▸ Activity
When you reach the line containing "the paving stone" in the entries below, repeat it and each line after it exactly until the entries end.

▸ Records for this task
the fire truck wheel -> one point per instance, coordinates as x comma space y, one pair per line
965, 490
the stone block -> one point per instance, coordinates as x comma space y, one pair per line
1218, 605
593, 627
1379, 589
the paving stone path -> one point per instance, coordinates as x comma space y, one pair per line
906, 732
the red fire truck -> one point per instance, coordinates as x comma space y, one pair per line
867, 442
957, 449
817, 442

▸ Exercise output
the paving stone path -> one point per instance, coordinates as x comma space y, one pair per line
906, 732
the red fire truck -> one point per instance, coordinates as x comma space y, one pair per line
867, 442
957, 449
817, 442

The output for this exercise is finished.